··· TEXTO SELECCIONADO ···

Vivimos una etapa en la que lo inmediato domina al análisis de los asuntos públicos. A través de un acto reflejo se expresa una idea y se privilegia la contundencia de la conclusión, independientemente de la fragilidad de los argumentos. En este contexto la espontaneidad es lo más valioso: el contenido de las redes sociales refleja esta realidad.
A primera vista, esta tendencia es contraria a la visión que está detrás de los cambios constitucionales que le dan forma al Sistema Nacional de Transparencia y al Sistema Nacional Anticorrupción. Ambos constituyen una apuesta a mediano y largo plazos, puesto que su alcance está diseñado para tener, esencialmente, un impacto estructural, en vez de limitarse a una persecución caso por caso de irregularidades.
Aliviar un síntoma no equivale a curar una enfermedad. Hemos llegado al punto en que es inaplazable aplicar soluciones de fondo que contribuyan a eliminar las causas, lo que traerá como efecto la desaparición de las consecuencias. Hay que destacar que no se trata de una decisión fácil, puesto que las expectativas sociales, en ocasiones orientadas al efectismo, ejercen sobre el actor político y administrativo una presión que será necesario gestionar de manera adecuada.
El Sistema Nacional Anticorrupción busca articular en una estrategia coherente a las instituciones competentes en este tema, sean judiciales, administrativas o de fiscalización, con el fin de cerrar los espacios a riesgos reales o potenciales para la comisión de irregularidades. Por su parte, el Sistema Nacional de Transparencia Acceso a la Información y Protección de Datos Personales tiene como objetivo monitorear y propiciar las condiciones para el cumplimiento de la política pública transversal del Estado mexicano en la materia.
En este sentido, el cometido de los distintos miembros de los Sistemas de Transparencia y Anticorrupción debe consistir en establecer una cultura de legalidad, control y rendición de cuentas, donde cada área, e inclusive, cada integrante del aparato estatal, enfrenten un ambiente definido por la fiscalización, la transparencia y la existencia de sanciones efectivas; esto, con el fin de que sus incentivos personales y de grupo, se alineen con el interés público.

···

TAREAS Y EJERCICIOS
1. Según el texto sobre los sistemas de transparencia y anticorrupción, ¿qué instituciones busca articular el Sistema Nacional Anticorrupción en una estrategia coherente?
2. Retoma el texto sobre los sistemas de transparencia y anticorrupción y continúalo a partir de su última oración.

··· INFORMACIÓN MOSTRADA ···

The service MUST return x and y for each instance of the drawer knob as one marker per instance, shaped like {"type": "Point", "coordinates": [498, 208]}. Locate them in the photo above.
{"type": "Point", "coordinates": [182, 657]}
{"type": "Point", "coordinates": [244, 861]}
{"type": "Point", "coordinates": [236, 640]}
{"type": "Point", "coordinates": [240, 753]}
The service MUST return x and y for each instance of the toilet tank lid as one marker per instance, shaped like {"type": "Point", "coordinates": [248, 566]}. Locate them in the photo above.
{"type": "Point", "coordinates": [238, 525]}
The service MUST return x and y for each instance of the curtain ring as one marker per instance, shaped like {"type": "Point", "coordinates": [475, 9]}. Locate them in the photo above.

···

RESPUESTAS NUMERADAS
1. Las instituciones competentes en el tema, sean judiciales, administrativas o de fiscalización.

2.
Este nuevo orden institucional, entendido no sólo como el cambio de las reglas de juego de los organismos del Estado, sino también como la interacción entre ciudadanos y gobierno implica un replanteamiento de todos los participantes. Para algunos analistas el tema de la corrupción, desafortunadamente, se constriñe a un asunto de buenos y malos. Para que la participación de la sociedad sea efectiva en este proceso se requiere que sus organizaciones cuenten con mayor información y solidez técnica para abordar el tema, no basta enarbolar una “superioridad moral” adquirida por ostentar una etiqueta ciudadana.
A este respecto, el martes pasado escuché la intervención de Alejandro González Arreola, director general de Gestión Social —Gesoc—, con motivo de la ceremonia de instalación del Consejo del Sistema Nacional de Transparencia. Fue verdaderamente gratificante escucharle hablar sobre la importancia del papel de la sociedad organizada en la construcción de las políticas públicas. Fue una muestra cabal de pensamiento independiente y de solvencia técnica.
De ese modo, si tanto las instituciones estatales como las organizaciones sociales asumen el compromiso de predicar con el ejemplo, podemos augurar que los resultados serán satisfactorios y que avanzaremos en sentar las condiciones para una mejor convivencia y un gobierno confiable y al servicio de la gente.